### DIRECTION
Pick out and copy every line of the records below that contains the word "Identify". Case counts when matching.

** Begin PROVIDED RECORDS **

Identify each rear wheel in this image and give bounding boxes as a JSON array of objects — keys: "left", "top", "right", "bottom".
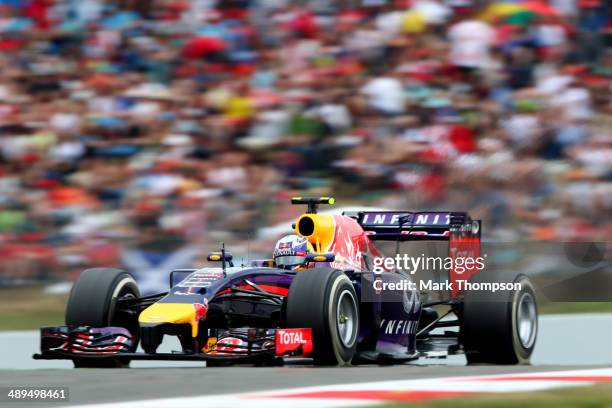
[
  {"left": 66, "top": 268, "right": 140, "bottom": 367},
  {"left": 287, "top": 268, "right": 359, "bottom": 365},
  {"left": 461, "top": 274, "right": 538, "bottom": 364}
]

** End PROVIDED RECORDS **
** Begin PROVIDED RECORDS **

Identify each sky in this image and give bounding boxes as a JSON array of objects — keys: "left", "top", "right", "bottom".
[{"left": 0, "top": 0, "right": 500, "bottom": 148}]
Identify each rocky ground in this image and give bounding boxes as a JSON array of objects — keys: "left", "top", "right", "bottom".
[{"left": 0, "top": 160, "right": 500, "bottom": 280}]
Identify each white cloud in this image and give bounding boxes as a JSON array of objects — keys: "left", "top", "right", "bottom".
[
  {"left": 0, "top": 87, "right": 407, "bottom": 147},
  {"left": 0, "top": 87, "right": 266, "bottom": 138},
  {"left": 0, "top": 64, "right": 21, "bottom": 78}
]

** End PROVIDED RECORDS **

### SOLUTION TO THIS TASK
Identify each rear wheel in this image and give bounding boxes as a JSON array of objects — keys: "left", "top", "right", "bottom".
Identify each sky in this image and give bounding boxes as a JSON array of objects — keys: "left", "top", "right", "bottom".
Identify each rocky ground in this image and give bounding boxes as a JSON array of objects — keys: "left", "top", "right", "bottom".
Identify each white cloud in this image and give bounding boxes as a JSON array of objects — keys: "left", "top", "right", "bottom".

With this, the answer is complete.